ジエノゲスト

子宮内膜症や月経困難症において、医師からジエノゲストの服用を勧められたり、現在内服している方がいらっしゃると思います。

ジエノゲストと、他のピル(LEP*)との違いはご存知でしょうか。

※LEP: Low dose Estrogen-Progestin(低用量エストロゲン・プロゲスチン配合薬)

まずはジエノゲストは濃度の違いで2種類あり、適応が異なります。

ジエノゲスト1mg

適応:子宮内膜症、子宮腺筋症に伴う疼痛の改善

ジエノゲスト0.5mg

適応:月経困難症

ジエノゲストは第四世代の黄体ホルモン製剤で、強いプロゲステロン活性を持ちます。またアンドロゲン活性がないので、多毛やニキビの心配はしなくて大丈夫な製剤です。

なお黄体ホルモン[プロゲストーゲン]は総称です。天然型であるプロゲステロンと、合成の医薬品のプロゲスチン製剤があり呼称が微妙に異なることも覚えておいてください。天然型のプロゲステロンは、更年期症状に対するホルモン補充療法にも現在用いられています。

上述のとおりジエノゲストは「第四世代のプロゲスチン製剤」とも言え、プロゲスチン製剤では最新の世代の薬剤となります。

ジエノゲストは黄体ホルモン単独の製剤

LEPと異なり、エストロゲンが含まれていません。エストロゲンの成分が血栓症の大きなリスク因子となります。

OC**・LEPガイドラインにおいて40歳以上はピル服用の慎重投与対象であり、これは血栓症のリスクを懸念しています。

※※OC: Oral Contraceptive(経口避妊薬または低用量経口避妊薬)

40歳以上の方でも生理痛(月経困難症)でお困りの方はいらっしゃるでしょうから、その場合ジエノゲスト0.5mgを医師から提案される事があるのです。

ジエノゲストの内服によって子宮の内膜は次第に薄くなっていきます(菲薄化)。子宮の内膜が剥がれ落ちて出血するのが生理[消退出血]なので、子宮内膜が薄くなれば生理時の出血も減り、ひいては生理痛も軽減されていきます。

--------------------

— 作業指示 1 —
本文に登場する疾患名のうち、名称が「症」で終わるものをすべて挙げてください。
— 作業指示 2 —
本文によると、ジエノゲストは第何世代の黄体ホルモン製剤とされていますか。

— データ項目 —
--------------------

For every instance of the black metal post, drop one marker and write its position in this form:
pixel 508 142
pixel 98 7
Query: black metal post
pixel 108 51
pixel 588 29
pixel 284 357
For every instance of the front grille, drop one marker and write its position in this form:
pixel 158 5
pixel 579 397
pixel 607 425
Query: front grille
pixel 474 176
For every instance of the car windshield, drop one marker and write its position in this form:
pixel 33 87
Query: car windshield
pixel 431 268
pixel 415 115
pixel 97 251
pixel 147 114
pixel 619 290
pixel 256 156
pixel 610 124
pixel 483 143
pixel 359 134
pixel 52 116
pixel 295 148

--------------------

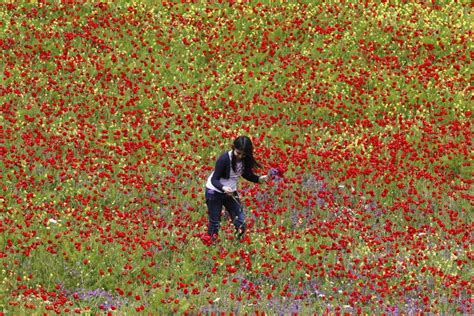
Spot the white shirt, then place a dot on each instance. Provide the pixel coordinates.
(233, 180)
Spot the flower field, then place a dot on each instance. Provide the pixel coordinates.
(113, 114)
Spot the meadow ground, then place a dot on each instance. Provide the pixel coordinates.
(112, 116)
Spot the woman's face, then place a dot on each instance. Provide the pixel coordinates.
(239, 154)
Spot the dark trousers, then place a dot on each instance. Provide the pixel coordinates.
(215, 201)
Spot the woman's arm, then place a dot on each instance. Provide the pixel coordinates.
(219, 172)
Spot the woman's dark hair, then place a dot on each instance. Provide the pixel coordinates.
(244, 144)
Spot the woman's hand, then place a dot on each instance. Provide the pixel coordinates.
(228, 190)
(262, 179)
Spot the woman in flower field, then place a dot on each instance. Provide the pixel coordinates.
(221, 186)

--------------------

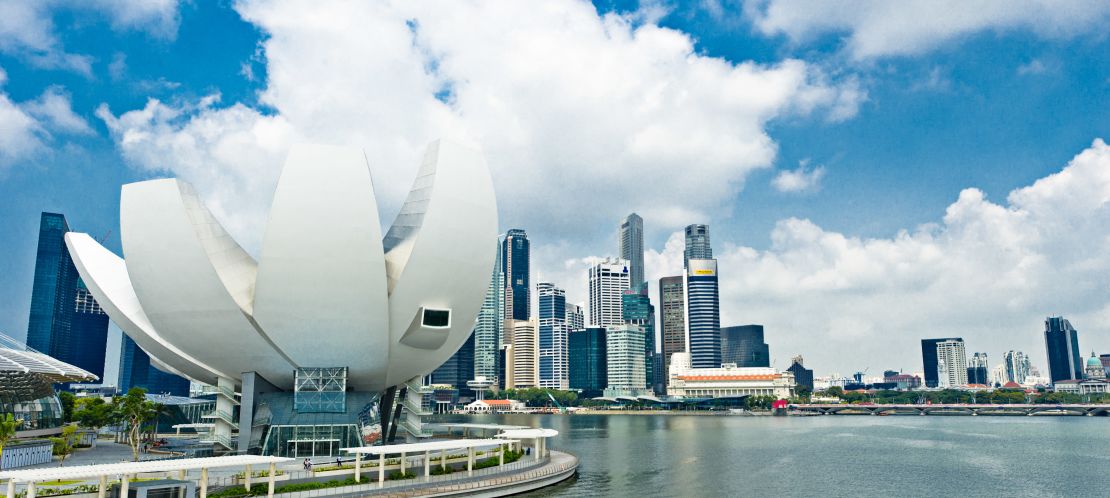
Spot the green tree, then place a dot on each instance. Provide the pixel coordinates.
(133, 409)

--------------------

— 解答 1 —
子宮内膜症、月経困難症、子宮腺筋症、血栓症

— 解答 2 —
第四世代です。